■ BRIEF A
Summarize the post about teenage trick-or-treaters in two sentences.
■ BRIEF B
Extend the post about teenage trick-or-treaters, picking up right after its final sentence.

■ EXCERPT
■ ■ ■ ■ ■

Teenage Trick Or Treaters

As Halloween approached this year Big C showed an interest in trick or treating with us. Last year he went to a party at the youth group he attends, so I thought his years of going with us were over. When he first asked about it I didn’t really think about it, but as Halloween got closer I started to get anxious. At almost 6 ft at 14 years old he doesn’t fit the part of what society sees as a ‘trick or treater’. I I was nervous that someone would say something about him being too old when he innocently said “trick or treat”. I was nervous, how would I deal with some stranger breaking my 14 year old’s heart at the door by saying “you’re too old”.  I had seen the posts on fb,  people who  criticize teenage trick or treaters, especially in facebook groups. Some of them had issues with disrespectful teens, and they absolutely should have had those issues, but others were straight up upset that teenagers had the nerve to come to their door and say “trick or treat” and wanting candy. I was ready to suggest he maybe stay home and hand out candy, because that’s what the big kids who are too old do, right? But he wanted to go, and who was I to stop him?Where in the Halloween “rules” does it say you must be under a certain age to participate? Society says they are “too old”, for what? Dressing up? Eating candy? Because I know many adults who do those things still, and enjoy them.

■ ■ ■ ■ ■

(Object point labels)
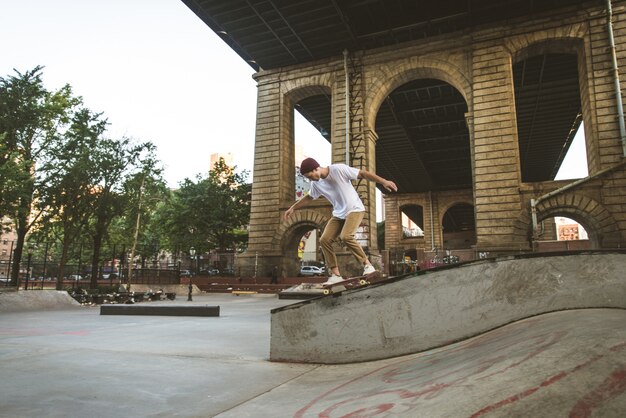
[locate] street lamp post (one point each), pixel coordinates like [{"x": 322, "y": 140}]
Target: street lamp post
[
  {"x": 28, "y": 260},
  {"x": 192, "y": 253}
]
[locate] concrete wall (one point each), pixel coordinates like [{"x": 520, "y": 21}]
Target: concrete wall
[{"x": 435, "y": 308}]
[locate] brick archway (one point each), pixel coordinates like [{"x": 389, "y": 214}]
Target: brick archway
[
  {"x": 396, "y": 74},
  {"x": 289, "y": 233},
  {"x": 600, "y": 225}
]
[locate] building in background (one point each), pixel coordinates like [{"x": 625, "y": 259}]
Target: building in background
[{"x": 228, "y": 159}]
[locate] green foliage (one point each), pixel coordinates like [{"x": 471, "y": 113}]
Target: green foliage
[
  {"x": 72, "y": 189},
  {"x": 209, "y": 213}
]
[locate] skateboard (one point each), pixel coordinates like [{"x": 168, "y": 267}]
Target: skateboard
[{"x": 352, "y": 282}]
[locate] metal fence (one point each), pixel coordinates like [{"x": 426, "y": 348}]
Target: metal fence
[{"x": 39, "y": 265}]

■ ■ ■ ■ ■

■ REPLY A
When Big C, who is almost 6 ft tall at 14, wanted to go trick or treating again this year, the writer grew anxious that a stranger at a door might tell him he was too old, having seen people on Facebook criticize teenage trick-or-treaters. The writer considered suggesting he stay home and hand out candy but let him go, and questions why teenagers are called too old for dressing up and eating candy when many adults still enjoy both.

■ REPLY B
When I look at my son I see a boy who isn’t quite a man yet, but isn’t a child anymore. A boy who already has given up so many childhood things because society and peers have told him he’s “too old”, one who in the last few years has given up the Easter bunny, tooth fairy and Santa. One who has recently started high school and has given even more responsibly that comes with getting older. I see a boy who, when writing his own Christmas list, has asked for less since figuring out that the younger kids who still believe need to keep the magic alive and that money can be tight.  So why, after having already given up so much of his childhood fun and innocence should I be the one to take this away from him?  So, I said nothing. He put on his suit, and went out as the best Bruce Wayne in the history of ever. Thankfully not one person had anything rude to say to him, and they all had fun guessing at his costume.  He was polite, letting little kids go ahead of him, and even went back to a house after leaving when a group of four kids had come up and he over heard the lady say she only had enough for three. He turned right around and handed the fourth girl the candy he had just received from that house because he knew that it would upset that little girl not to get the candy her siblings did a lot more than it would upset him.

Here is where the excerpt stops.